SURABAYA – PDI Perjuangan Surabaya terus mendorong terwujudnya berbagai program pembangunan pro-perempuan di Kota Pahlawan.
Hari Ibu yang diperingati setiap 22 Desember dijadikan momentum untuk memperkuat komitmen merealisasikan kebijakan pro-perempuan di Kota Surabaya.
“Hari ini, 22 Desember, kita memperingati Hari Ibu. Selamat kepada seluruh kaum ibu di tanah air, khususnya di Surabaya. PDI Perjuangan Surabaya terus bekerja membumikan kebijakan pro-perempuan, terutama dengan memberi ruang luas bagi kaum perempuan untuk berkiprah di ranah publik,” ujar Ketua DPC PDI Perjuangan Surabaya Adi Sutarwijono, Kamis (22/12/2022).
Secara khusus, PDIP Surabaya juga bergerak cepat mengadvokasi kasus-kasus kekerasan kepada perempuan dan anak.
“Kekerasan fisik, verbal, hingga seksual terhadap kaum perempuan adalah musuh kita bersama,” tegasnya.
Di Surabaya, imbuh Adi, beragam program pro-perempuan telah, sedang, dan akan terus diwujudkan. Di bidang ekonomi, terdapat pemberdayaan UMKM yang sebagian besar digerakkan kaum perempuan, termasuk perempuan kepala rumah tangga.

Tugas yang Dikerjakan ::
Menurut kutipan bacaan tentang Hari Ibu di Surabaya, pada tanggal berapa Hari Ibu diperingati setiap tahun?

Cuplikan data penunjukan ::
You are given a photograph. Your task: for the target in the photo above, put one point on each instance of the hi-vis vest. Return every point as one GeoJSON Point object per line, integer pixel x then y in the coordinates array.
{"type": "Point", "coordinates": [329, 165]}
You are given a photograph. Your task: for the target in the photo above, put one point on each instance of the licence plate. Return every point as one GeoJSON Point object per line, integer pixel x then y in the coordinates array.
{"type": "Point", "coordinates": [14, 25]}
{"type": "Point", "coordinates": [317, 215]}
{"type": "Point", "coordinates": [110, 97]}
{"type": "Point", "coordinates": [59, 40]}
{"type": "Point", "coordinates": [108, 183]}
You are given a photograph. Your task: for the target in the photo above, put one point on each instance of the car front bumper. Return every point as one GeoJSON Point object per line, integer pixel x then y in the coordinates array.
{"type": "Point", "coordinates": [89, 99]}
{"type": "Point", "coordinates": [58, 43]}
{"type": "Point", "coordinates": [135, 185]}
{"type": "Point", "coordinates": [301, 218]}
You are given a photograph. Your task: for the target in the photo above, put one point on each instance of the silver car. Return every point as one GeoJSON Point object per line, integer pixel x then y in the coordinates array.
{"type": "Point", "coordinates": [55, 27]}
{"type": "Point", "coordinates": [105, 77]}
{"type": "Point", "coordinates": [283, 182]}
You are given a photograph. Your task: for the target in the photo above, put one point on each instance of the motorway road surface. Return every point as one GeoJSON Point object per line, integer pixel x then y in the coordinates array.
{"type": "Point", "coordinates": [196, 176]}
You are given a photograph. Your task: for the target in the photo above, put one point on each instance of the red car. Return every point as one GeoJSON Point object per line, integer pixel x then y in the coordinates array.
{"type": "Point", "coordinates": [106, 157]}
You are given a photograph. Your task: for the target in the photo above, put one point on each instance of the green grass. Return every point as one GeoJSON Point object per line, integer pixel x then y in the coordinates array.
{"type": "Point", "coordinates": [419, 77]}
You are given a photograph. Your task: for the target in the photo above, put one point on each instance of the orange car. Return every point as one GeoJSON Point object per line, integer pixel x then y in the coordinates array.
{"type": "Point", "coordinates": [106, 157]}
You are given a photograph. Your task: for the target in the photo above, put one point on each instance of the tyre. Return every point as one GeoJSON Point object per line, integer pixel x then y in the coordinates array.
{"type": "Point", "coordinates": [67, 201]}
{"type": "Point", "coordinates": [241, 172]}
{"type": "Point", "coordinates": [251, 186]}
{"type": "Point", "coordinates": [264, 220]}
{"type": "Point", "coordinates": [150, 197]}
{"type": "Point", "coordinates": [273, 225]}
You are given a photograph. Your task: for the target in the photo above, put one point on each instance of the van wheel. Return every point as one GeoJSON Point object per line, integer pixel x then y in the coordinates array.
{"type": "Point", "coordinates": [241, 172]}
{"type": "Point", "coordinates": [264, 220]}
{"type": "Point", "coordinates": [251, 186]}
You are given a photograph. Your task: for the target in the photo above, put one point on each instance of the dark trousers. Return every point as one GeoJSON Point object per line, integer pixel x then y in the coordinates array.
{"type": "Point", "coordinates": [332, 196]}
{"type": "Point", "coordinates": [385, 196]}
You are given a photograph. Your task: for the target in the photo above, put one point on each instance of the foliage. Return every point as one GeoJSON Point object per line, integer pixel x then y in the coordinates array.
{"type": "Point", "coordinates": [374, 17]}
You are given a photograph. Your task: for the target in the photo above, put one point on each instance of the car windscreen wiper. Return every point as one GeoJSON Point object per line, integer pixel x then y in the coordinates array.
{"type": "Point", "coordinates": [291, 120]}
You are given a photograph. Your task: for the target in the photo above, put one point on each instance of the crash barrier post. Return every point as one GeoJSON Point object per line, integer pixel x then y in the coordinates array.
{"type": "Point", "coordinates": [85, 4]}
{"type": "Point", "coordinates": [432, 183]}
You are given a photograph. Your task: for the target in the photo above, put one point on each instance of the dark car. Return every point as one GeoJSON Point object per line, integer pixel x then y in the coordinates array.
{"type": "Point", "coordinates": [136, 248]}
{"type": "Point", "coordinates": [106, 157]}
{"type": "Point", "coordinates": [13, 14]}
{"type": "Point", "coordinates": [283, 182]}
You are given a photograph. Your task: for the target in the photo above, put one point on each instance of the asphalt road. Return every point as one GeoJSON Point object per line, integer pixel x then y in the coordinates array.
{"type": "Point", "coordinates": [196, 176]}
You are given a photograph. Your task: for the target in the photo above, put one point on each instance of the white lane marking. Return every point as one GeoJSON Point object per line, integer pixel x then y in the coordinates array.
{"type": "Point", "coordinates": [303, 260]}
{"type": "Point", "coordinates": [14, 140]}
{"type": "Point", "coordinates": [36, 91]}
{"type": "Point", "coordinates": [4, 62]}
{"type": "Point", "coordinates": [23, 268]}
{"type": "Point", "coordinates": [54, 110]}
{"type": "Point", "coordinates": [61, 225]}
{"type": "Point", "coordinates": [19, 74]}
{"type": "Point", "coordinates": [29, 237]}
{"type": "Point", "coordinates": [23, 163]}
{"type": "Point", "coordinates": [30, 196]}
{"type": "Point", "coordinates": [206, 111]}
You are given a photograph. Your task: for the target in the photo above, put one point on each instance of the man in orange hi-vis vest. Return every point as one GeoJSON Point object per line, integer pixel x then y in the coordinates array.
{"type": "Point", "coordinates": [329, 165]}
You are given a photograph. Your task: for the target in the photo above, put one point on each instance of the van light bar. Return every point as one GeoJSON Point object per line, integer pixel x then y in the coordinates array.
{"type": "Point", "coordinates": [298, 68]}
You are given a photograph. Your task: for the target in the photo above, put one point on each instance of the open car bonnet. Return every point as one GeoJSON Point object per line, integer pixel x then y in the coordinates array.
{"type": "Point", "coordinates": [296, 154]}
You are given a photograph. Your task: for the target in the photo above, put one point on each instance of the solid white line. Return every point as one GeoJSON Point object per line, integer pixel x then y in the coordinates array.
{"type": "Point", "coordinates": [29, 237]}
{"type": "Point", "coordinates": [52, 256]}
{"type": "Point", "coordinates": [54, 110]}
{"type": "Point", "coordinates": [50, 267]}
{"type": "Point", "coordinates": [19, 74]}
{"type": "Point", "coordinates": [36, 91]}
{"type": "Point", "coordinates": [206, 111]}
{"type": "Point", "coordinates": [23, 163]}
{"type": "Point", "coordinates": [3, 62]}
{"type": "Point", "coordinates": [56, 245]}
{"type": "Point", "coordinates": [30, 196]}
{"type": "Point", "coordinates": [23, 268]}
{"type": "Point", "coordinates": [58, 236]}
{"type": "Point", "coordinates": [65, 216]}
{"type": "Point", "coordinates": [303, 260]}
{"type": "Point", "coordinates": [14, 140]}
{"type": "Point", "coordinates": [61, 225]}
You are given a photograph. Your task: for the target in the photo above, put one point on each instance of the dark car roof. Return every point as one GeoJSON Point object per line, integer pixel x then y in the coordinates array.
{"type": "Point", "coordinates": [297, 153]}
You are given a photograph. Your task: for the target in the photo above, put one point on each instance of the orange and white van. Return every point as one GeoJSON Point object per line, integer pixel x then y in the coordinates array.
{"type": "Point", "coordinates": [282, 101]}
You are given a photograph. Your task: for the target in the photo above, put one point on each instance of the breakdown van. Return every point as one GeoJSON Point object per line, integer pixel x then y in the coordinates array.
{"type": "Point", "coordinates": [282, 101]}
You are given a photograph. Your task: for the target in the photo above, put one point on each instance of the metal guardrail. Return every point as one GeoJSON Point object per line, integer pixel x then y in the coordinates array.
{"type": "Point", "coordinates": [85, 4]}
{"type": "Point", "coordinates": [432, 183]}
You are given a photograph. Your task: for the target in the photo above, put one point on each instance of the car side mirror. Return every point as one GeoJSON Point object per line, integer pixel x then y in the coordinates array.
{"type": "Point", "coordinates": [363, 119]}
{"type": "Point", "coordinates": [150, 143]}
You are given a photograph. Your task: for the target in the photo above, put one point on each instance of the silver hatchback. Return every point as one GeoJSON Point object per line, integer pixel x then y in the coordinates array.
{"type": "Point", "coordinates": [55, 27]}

Hasil Latihan ::
Hari Ibu diperingati setiap 22 Desember.